» **Excerpted text**
= = =

How A Proper Alloy Design Can Enhance The Weldability Of Ferritic Stainless Steel

Stainless Steel Industry

It is not any different for the stainless steel industry, where so much has changed in the last two decades, proving the point on how dynamic this industry is. The crude stainless production was around 19.5 million tonnes in the year 2000, with Europe being responsible for 40% of this volume, Asia for another 40%, North America had 10% share, and China only 2.5%. However, in 2021 we could see that the crude stainless production grew to around 59 million tonnes, representing more than a 200% growth, with China now representing 56% of the global production, followed by the rest of Asia representing 20%, Europe with 12% share and North America with 4%.

Over these last 20 years many new grades were developed and brought to the market in the widest range of applications, and new industries were created, such as hydrogen production. Other industries are facing challenges for the future, such as conventional energy generation with fossil sources. However, regardless of advances, a few processes are still crucial for the proper application of stainless steels, and welding is one of them.

The American Welding Society (AWS) has an interesting definition of welding; “A materials joining process which produces coalescence of materials by heating them to suitable temperatures with or without the application of pressure or by the application of pressure alone and with or without the use of filler material.” By reading this definition, it is possible to see that welding is in fact an energy intensive process, where thermodynamics meets metallurgy and mechanics, therefore, controlling the welding quality is a challenge that must be overcome to keep proper performance of materials in this new world of applications.

Challenges With Alloy Design

Alloy design could help the industry overcome the quality challenge on the weldability of stainless steels, which can impact not only the performance of components, but also the sustainability of applications, by using less energy and reducing scrap levels. Even though the majority of stainless steel production today still is for Austenitic Grades (around 75%), the focus of this article will be given to ferritic stainless steel alloys, which represent around 20% of global production. These grades are gaining momentum and finding more space among the end users of stainless steel, due to the nickel price instability.

The main ferritic stainless steel grade that is used in the industry today is the non-stabilized AISI 430. This material is very versatile, and is being used in white goods, capital goods, infrastructure, architecture and many other segments, however as this grade is not stabilized, the majority of its applications do not require welding. In order to comply with the quality requirements, other ferritic grades had to be developed to facilitate the weldability performance and allow application in all other industry segments, like mobility, energy generation and capital goods.

During this development process, two main aspects needed to be covered on the alloying level in order to improve the performance of these materials; ferritic phase stabilization, and sensitization control. Additionally, small adjustments had to be done on the process level, such as controlling the welding energies, controlling the welding atmosphere with proper protection gases, development of proper welding wires and development of new processes, such as laser welding or pulsed GMAW welding.

= = =

» **Stored data**
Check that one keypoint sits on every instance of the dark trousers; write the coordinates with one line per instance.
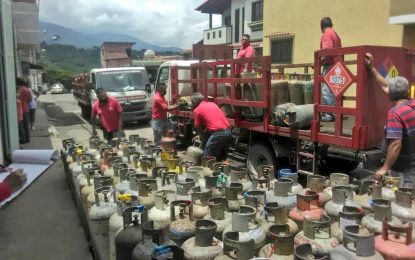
(26, 127)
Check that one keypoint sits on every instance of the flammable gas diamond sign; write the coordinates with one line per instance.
(338, 78)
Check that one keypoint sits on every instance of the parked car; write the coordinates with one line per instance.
(57, 88)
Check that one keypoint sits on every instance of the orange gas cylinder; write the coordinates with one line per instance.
(393, 245)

= = =

Pick up the article on the weldability of ferritic stainless steel after its final sentence and keep writing it.

Considering the phase stabilization aspect mentioned above, direct action must be taken on steel production, by controlling chemical composition and avoiding unwanted phase transformations after the welding process. An example is the formation of martensite in the grain boundaries, which can embrittle the material and compromise the application. When the material is not properly stabilized and the temperature rises, a partial transformation happens in the heat affect zone (HAZ) and welded area where ferrite transforms into ferrite and austenite. Then when the heat input is taken out, and a fast cool down starts, martensite is formed at the grain boundaries.

To avoid this unwanted phenomenon, a proper balance between gamma-genic (austenite stabilizers) elements and alpha-genic (ferrite stabilizers) elements is required. An important methodology of checking this balance is by using the Kaltenhauser Ferrite Factor (KFF), which predicts the amount of martensite and ferrite in a given chemical composition. The KFF summarizes two main elements as equivalents, Creq for the ferrite stabilizers and Nieq for the austenite stabilizers, and if this factor is above 13.5, the ferritic phase will be stabilized, and the formula is the following KFF = %Cr + 6%Si + 8%Ti + 4%Mo + 2%AI + 4%Nb -2%Mn – 4%Ni -40 (%C + %N).1

Strategies, Solutions, and Sustainability

By looking at the formula mentioned above it is possible to predict the first step towards a strategy of alloy design, which would be reducing the carbon and nitrogen contents, since they are strong austenite stabilizers. However, reducing these elements requires time, energy and technological advances, which in many cases, steel makers do not have available, such as a Vacuum Oxygen Decarburization (VOD). Adding elements such as niobium (Nb) and titanium (Ti) at the same moment as controlling other elements, is a clever solution to avoid this phase transformation.

The addition of these elements will also support with the sensitization performance, which is the second issue mentioned previously. Sensitization is the precipitation of chromium carbides in the grain boundaries when the material is exposed to higher temperatures, usually between the range of 450°C and 850°C. This will lead to the formation of chromium depleted zones at the grain boundaries, leading to intergranular corrosion (IGC) which can compromise the application.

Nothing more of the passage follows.